After Today

I was in a good mood for a while today. After tomorrow, I’ll have a wonderful long weekend. I intend to read, sleep, and watch films. In the meantime, I have to do some History of Math homework (I didn’t get the assignment yet, even though it’s due tomorrow) and I have to mow grandpa’s lawn. I am not thrilled. If I never mow another lawn, it would be too soon. I just hope it’s not going to be too wet, because if it is, the mower will clog like a bitch. A cloggy bitch.

I had to eat at Arby’s for dinner; they were raising funds for cancer. I always avoid their roast beef, because it comes in a tube. Or powder. Something. Either way, it’s disgusting, diarrhea-ridden “beef.” I had some chicken sandwich without the bread, because it was gross. I did get a fantastic chocolate turnover. I’ve had one there before and it was awesome. Chocolate turnover. Yeah.

My classes today were pretty short, because of tests. In one, it was a midterm I had to take. In another, it was a retest I didn’t have to take. The other class went long because one student’s presentation kept going and going. Math people don’t know how to condense reports and spare their audience. Mine was weird, because it was geometry and I didn’t have any tools, but I think I got the point across. I can now trisect an angle in 3 different ways. If I need to, as I so often do.

I watched a really good movie called Interstate 60 this afternoon on Netflix Instant on my brother’s PS3, using his convenient streaming disc. Hell yes. It also helped to cheer me up. I can’t remember why I put it on my queue in the first place, but I’m glad I did. I am awesome.

Anyway, my brief spate of mellow cheer was pretty cool. I suspect it has a lot to do with caffeine, which I imbibed today in great amounts. Hoo-ah. Anyway, it was one of those rare times when I feel like my future exists and won’t suck too much. I look forward to relaxing some this weekend. I think I will be able to, although I also assume other stuff is going to make my time off crappy. We’ll see.

Whenever I can breathe, it is fleeting at best. Now I have stuff to do that is weighing on me. I’ll be seeing my trainer tomorrow and I’ll have to talk some about goals or whatnot. I need to do a better job with my food intake, as I am fat. Now that I wrote that, I’m actually going to go get some mint chocolate chip ice cream, even though it’s crappy all-natural Breyer’s bullshit. Mint chip should be awesome and bright green. This isn’t. I can’t believe there’s no “all-natural” bright green dye. Can’t they just use chlorophyll?

[Items stored from a collection]
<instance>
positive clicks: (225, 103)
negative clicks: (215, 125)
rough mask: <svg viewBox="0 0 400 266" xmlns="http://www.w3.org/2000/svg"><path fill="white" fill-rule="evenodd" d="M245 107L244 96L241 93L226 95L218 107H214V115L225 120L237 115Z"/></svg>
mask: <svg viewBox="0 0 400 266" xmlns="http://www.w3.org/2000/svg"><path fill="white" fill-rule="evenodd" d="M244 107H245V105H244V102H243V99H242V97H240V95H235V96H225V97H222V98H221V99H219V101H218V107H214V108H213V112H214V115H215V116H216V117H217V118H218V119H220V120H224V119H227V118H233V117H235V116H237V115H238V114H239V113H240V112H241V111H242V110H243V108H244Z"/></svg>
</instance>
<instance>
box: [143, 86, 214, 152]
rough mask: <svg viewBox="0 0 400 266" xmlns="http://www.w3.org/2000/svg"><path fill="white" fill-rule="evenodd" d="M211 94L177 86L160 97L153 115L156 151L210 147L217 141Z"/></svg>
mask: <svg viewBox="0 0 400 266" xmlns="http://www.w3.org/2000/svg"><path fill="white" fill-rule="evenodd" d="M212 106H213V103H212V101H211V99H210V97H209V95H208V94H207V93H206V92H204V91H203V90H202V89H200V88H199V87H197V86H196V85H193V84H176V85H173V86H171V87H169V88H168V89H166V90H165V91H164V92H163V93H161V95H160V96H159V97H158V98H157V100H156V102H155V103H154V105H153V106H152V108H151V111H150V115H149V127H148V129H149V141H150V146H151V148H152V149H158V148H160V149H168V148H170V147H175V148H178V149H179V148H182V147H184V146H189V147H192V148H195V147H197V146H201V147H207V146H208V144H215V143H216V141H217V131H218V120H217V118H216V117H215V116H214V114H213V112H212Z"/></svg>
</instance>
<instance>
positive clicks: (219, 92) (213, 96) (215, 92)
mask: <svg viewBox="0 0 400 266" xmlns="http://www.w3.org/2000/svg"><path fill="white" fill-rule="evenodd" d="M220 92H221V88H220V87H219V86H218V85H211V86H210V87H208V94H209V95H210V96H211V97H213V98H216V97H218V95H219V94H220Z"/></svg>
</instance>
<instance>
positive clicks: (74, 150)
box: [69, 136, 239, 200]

ASSIGNED TASK 1 ->
In the blog post, which movie did the writer watch on Netflix Instant?
ASSIGNED TASK 2 ->
Name every activity the blog post says the writer intends to do during the long weekend.
Please rely on the blog post alone, not the listing.

TASK RESPONSE 1 ->
Interstate 60

TASK RESPONSE 2 ->
Read, sleep, and watch films.